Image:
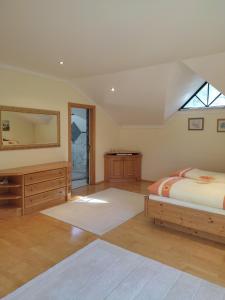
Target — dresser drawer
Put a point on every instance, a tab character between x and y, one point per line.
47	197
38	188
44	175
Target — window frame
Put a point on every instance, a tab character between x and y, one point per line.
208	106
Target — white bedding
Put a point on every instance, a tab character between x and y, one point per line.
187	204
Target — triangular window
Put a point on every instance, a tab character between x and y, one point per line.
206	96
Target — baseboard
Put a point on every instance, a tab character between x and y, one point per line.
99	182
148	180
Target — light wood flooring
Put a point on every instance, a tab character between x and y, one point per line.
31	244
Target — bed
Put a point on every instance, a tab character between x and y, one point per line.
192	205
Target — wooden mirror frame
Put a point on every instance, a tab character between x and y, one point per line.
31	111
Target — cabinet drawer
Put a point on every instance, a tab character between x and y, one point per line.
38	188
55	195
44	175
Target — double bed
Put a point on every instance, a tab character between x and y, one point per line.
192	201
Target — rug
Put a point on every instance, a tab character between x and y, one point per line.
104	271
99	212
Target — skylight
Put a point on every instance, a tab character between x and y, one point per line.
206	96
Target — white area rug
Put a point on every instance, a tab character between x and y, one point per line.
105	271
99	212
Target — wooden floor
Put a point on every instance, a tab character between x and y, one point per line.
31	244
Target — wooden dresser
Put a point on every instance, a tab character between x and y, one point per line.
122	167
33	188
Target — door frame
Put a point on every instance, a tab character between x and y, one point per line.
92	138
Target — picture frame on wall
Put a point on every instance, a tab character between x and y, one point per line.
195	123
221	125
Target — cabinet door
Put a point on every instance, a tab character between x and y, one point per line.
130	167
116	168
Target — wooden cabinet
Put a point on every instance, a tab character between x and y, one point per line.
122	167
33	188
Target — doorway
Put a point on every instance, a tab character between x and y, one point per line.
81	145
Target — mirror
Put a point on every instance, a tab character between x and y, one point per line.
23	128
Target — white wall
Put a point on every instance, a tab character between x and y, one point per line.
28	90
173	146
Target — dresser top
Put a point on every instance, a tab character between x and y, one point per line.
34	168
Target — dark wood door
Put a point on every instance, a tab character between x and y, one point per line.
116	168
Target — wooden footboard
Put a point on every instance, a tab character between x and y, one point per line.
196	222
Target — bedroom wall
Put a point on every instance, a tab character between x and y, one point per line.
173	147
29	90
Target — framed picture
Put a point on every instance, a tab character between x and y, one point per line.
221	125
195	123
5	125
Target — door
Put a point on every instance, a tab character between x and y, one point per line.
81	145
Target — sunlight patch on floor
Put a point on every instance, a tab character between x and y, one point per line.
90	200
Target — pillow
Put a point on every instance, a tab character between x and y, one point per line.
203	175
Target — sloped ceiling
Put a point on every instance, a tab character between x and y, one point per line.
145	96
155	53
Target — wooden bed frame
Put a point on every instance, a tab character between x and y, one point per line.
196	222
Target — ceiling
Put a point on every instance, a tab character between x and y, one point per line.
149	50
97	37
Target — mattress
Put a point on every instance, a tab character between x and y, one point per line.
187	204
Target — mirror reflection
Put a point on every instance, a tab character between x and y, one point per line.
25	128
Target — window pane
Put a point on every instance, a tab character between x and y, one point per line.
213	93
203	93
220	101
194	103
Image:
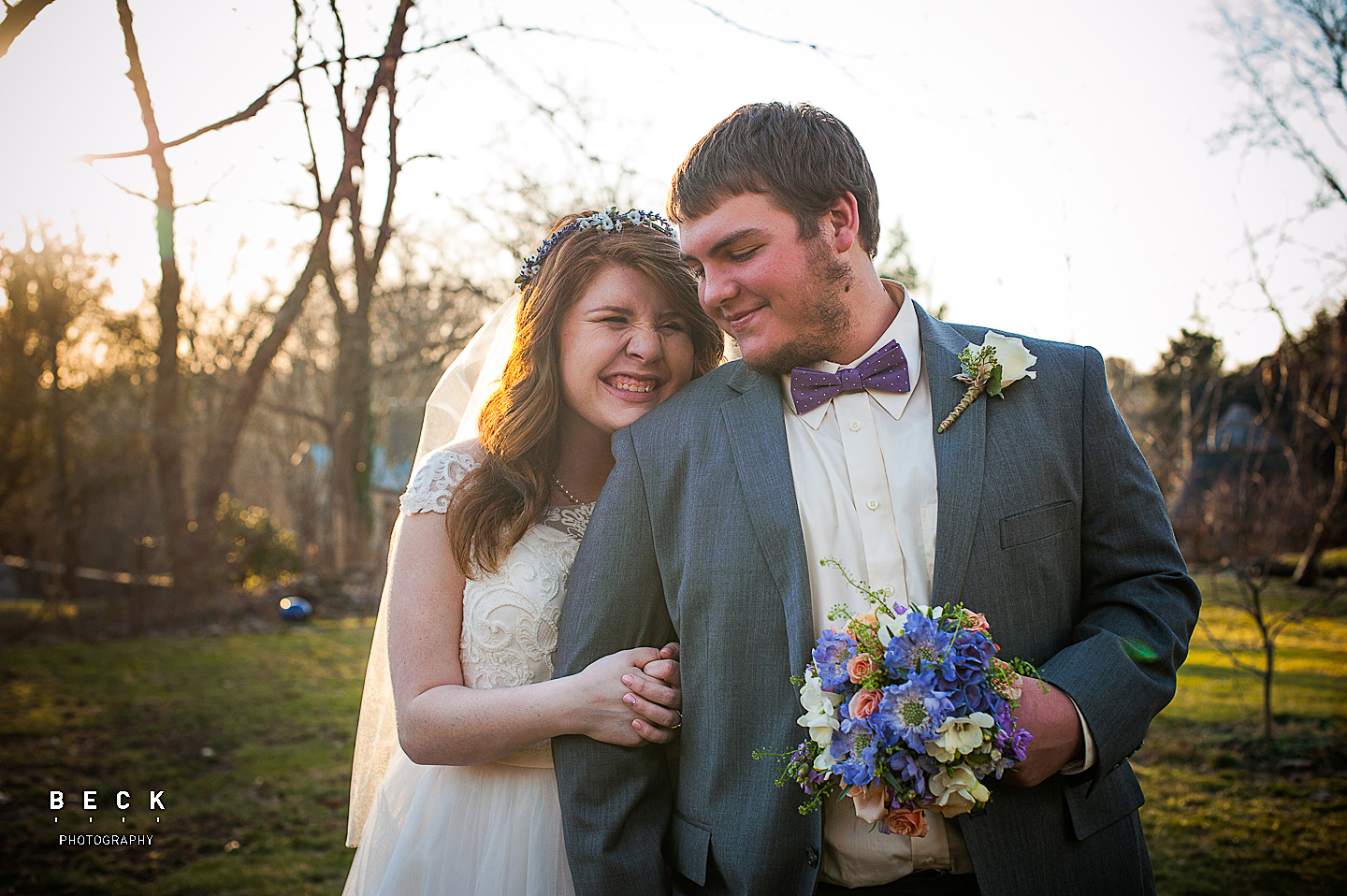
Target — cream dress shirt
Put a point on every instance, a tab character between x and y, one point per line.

━━━━━━━━━━━━━━━━━━━━━━━━━━━━━━

_What is expected_
Leave out the pictures and copy every record above exactly.

_Written response_
Image:
Target — dresser drawer
Put a point on every instance, a tab character between x and y, one point per line.
47	197
38	188
44	175
Target — window frame
Put a point on every instance, a tab character between x and y, one point per line.
208	106
Target — white bedding
Put a point on every instance, a tab character between x and y, one point per line.
187	204
Target — triangular window
Put a point on every instance, a tab character between x and y, one point per line.
206	96
Target — baseboard
Put a point on every instance, a tab character between x and y, one point per line.
99	182
148	180
Target — light wood flooring
Put a point on every instance, a tab character between x and y, one point per line.
31	244
Target — bed
Put a point on every instance, a tab character between x and y, one point per line.
192	205
Target — wooden mirror frame
Put a point on every instance, a tab character between x and y, one point per line.
31	111
Target — cabinet drawer
Put a point on every instance, a tab character between x and y, one point per line.
38	188
55	195
44	175
Target — double bed
Put a point on every instance, a tab character between x and y, one point per line.
192	201
Target — rug
Put a point on every instance, a tab character between x and y, one point per line.
104	271
99	212
Target — skylight
Put a point on every instance, a tab character between x and y, one point per line.
206	96
Target — white area rug
Put a point on every instance, a tab character between x and y, one point per line.
105	271
99	212
Target — wooden floor
Put a point on every instance, a tab character between x and y, one point per line.
31	244
Target — wooden dresser
Put a point on every instance, a tab character between x and y, one point per line.
122	167
33	188
Target — door frame
Put a point on every instance, a tab character between x and y, one point per line.
92	138
Target — picture frame on wall
Put a point on every instance, a tab character between x and y, one point per line.
195	123
221	125
Target — cabinet door
Put a point on every instance, a tab character between x and y, one point per line.
130	167
116	168
Target — wooden cabinet
Put a point on every instance, a tab character between x and y, one point per line.
122	167
33	188
Target — doorway
Put a point on every instance, a tab character between x and y, one point per line.
81	145
Target — mirror
Put a point on every instance, a tab character between x and y, one point per line.
23	128
Target — white wall
Put a point on every instance, a tab character between x and y, one point per line.
28	90
173	146
Target — dresser top
Put a point on every instance, a tab character between x and y, one point per line.
34	168
Target — dark wood door
Put a point on every instance, a tab character between x and y, one point per line.
116	168
Target — wooden footboard
Put a point on every instance, a tab character between x and y, one point per line.
196	222
Target — bedroom wall
Put a point on every instance, a tab character between x and y, one point per line.
173	147
29	90
Target — framed picture
Put a point on every instance, a tab character between x and y, one point per line.
221	125
195	123
5	125
Target — door
Put a point on every instance, a tab character between x and y, one point per line.
81	145
Target — sunlight patch on floor
Put a point on every instance, a tab character between x and y, one point per line.
90	200
Target — pillow
Put a point on every instance, a tab character between x and y, one point per line.
203	175
Target — sloped ceiling
Put a point on every instance, a tab character between x and y, one point per line.
145	96
155	53
Target — wooden bed frame
Put a point on every instance, a tab character between x and y, one point per line.
196	222
Target — ceiling
Put a point on every instance, a tab character between x and y, one point per line.
149	50
97	37
Target — mattress
Put a point on every instance, a tab character between x and y, one point per line.
187	204
Target — mirror reflection
Put a point on every instance, a tab character between x and y, one point per line.
25	128
Target — window pane
Put a point on every instance, a tab character between x and y, one point per line.
213	93
203	93
220	101
194	103
Image:
Target — cream dress shirt
Put a point on every instance, a tab character between x and y, one point per line.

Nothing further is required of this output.